Excerpt

|---|

Ninety-three percent of children in the program have been abused, 75 percent are classified as having severe behavioral problems and 90 percent arrive at least one grade level behind.
“We take kids that nobody else will take,” Burdette said. “That’s our call. We really point them toward Jeremiah 29:11, just helping them be successful because they haven’t been successful anywhere else.”
Nearly 80 children from 26 counties currently live at King’s Home, according to Burdette.
Each home has house parents and tutors for the children, who attend public schools with their peers.
“The therapeutic component is strong,” Burdette said. “House parents live at every home. We are a certified therapeutic program today.”
Burdette mentioned one teen that came to the home as an F student, but left as a senior with a college scholarship to the University of Alabama.
“They have that kind of opportunity if they choose,” Burdette said.
Women, mothers and children escaping domestic violence and homelessness find refuge at Hannah Homes, 10 residential group homes that offer services including domestic violence counseling, parenting skills, substance abuse classes, education, employment, housing and childcare.
Referrals come from churches, courts, law enforcement, other programs, mental health and the Department of Human Services.
The program serves residents for up to two years at the long-term residential homes, which are fully funded by private gifts.
King’s Home operates with a $5.3 million budget and, in 2015, recorded 46,270 bed days, along with 410 residents served. Funding sources include DHR (50 percent), community (35 percent) and thrift stores (15 percent).
King’s Home offers residents of all ages opportunities to heal from past experiences through various programs.
The horse program is designed “to help break down barriers that naturally exist within those individuals who have experienced unthinkable stress and trauma” through equine assisted therapy.
Another program is “The Potter’s Hands,” an art therapy program, focused on equipping at-risk children and women to express their creativity in a secure environment. The King’s Home pottery line, Prodigal Pottery, generates jobs and revenue for women at the home.
King’s Garden is a new educational and horticultural therapeutic garden program, and the “Hen House” program on The Farm affords children chances to care for chickens and gather their eggs for use at the homes.
At The Farm, residents learn lessons such as how to create a health nutrition plan, how to cook fresh vegetables and other skills they will need to live on their own.
“They’re learning so many life skills,” Burdette said. “You just never know how God is going to use all that stuff.”
King’s Home’s mission is to help residents regain their footing and to restore their hope in the process.
For women escaping domestic violence, having a job, buying a car and providing for themselves and their children are milestones they can reach at King’s Home.
Women who work at Prodigal Pottery, for example, are required to save 75 percent of their income, giving them a solid financial foundation for when they leave the home.
Residents are encouraged to remain as much a part of the community as they can while they live at the home.
Children attend public schools, and residents may attend worship services at area churches.
“We’re going to plant eternal seeds every day,” Burdette said. “We respect whatever anybody’s religious values are. Each home chooses to worship where they want to worship.”
In addition, homes start each day with prayer and devotion. Burdette emphasized that the King’s Home staff does not pressure residents to worship in a certain way or to adopt certain beliefs.
“We don’t save anybody; God does that,” Burdette said. “We know that we’ve pointed them in a positive direction.”
One of the biggest roles Burdette and his staff fill is a supportive role for residents as they navigate the road back to normalcy.
For Burdette, the role is what his past experiences prepared him to fill, long before he knew God would plant him at King’s Home.
“As a teen, I took life for granted,” Burdette said. “Life is fragile. I encourage our kids to make the most out of every minute. Live life to the fullest. Don’t ever give up.”

|---|

Assignment 1
Return everything in the King's Home article from "Women who work" down to "adopt certain beliefs.", copied word for word.
Assignment 2
Summarize the King's Home article in two sentences.

|---|

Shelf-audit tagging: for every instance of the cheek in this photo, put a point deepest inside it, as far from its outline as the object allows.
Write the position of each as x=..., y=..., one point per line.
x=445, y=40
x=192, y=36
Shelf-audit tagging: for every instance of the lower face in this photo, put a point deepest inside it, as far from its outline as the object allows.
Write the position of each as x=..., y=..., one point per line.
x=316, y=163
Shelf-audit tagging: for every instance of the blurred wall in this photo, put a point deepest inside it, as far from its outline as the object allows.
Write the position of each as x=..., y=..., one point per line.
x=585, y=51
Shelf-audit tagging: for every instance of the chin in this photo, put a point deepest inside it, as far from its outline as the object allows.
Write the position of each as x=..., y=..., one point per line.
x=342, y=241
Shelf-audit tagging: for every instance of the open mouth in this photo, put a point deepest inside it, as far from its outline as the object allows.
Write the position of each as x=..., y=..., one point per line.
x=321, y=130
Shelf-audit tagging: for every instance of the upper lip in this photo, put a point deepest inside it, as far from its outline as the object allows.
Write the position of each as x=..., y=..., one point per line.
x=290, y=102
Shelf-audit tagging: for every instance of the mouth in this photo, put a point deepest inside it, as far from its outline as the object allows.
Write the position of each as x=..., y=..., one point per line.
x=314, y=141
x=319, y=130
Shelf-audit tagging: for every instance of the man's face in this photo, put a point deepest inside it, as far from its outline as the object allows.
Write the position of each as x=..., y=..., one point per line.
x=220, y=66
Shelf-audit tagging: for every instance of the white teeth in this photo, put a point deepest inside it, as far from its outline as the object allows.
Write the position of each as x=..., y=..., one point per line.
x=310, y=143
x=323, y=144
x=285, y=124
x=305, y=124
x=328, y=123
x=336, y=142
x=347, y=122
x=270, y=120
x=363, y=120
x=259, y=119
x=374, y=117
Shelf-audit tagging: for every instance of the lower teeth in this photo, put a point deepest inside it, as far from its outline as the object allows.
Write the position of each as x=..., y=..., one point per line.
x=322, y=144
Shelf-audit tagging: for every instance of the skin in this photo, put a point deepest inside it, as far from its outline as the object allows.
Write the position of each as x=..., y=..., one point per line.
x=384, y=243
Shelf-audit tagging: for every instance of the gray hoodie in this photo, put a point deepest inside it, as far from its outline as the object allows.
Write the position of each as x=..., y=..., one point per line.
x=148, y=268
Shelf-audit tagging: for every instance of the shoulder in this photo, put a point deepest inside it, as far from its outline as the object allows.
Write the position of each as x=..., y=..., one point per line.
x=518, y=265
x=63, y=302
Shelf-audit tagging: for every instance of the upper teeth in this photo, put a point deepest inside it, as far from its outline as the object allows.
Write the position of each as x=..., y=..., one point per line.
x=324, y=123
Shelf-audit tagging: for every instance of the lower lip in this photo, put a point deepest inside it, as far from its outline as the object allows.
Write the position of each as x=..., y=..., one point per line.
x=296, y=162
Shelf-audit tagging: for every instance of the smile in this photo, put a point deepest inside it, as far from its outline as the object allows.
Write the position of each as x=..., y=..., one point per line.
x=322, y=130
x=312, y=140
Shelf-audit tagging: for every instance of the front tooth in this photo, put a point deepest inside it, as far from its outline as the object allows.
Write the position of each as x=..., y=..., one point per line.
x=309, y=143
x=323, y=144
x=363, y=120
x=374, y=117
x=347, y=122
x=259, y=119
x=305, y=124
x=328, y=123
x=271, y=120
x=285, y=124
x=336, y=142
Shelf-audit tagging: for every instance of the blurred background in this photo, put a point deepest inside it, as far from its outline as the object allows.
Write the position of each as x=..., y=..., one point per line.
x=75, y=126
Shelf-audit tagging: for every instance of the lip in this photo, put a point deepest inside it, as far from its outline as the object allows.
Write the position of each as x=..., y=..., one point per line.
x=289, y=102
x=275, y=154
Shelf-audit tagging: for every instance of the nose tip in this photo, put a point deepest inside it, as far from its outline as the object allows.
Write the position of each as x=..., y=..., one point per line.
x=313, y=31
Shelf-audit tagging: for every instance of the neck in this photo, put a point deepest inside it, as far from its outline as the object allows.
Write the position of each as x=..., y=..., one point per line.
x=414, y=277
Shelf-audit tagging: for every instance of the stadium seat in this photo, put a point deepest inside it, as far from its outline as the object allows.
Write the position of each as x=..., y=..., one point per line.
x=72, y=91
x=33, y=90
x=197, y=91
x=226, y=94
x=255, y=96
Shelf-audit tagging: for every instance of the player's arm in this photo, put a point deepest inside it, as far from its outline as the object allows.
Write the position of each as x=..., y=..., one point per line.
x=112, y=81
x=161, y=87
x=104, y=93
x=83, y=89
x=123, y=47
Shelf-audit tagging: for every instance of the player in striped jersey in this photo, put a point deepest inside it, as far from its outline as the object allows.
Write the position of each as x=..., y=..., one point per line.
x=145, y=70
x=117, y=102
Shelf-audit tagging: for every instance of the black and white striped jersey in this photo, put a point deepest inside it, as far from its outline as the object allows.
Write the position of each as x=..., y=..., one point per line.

|---|

Answer 1
Women who work at Prodigal Pottery, for example, are required to save 75 percent of their income, giving them a solid financial foundation for when they leave the home.
Residents are encouraged to remain as much a part of the community as they can while they live at the home.
Children attend public schools, and residents may attend worship services at area churches.
“We’re going to plant eternal seeds every day,” Burdette said. “We respect whatever anybody’s religious values are. Each home chooses to worship where they want to worship.”
In addition, homes start each day with prayer and devotion. Burdette emphasized that the King’s Home staff does not pressure residents to worship in a certain way or to adopt certain beliefs.

Answer 2
King's Home houses nearly 80 children from 26 counties, most of whom have been abused or arrive behind in school. Through Hannah Homes, it also shelters women, mothers and children escaping domestic violence and homelessness, and it offers programs such as equine therapy, art therapy and The Farm to help residents heal, learn life skills and regain their footing.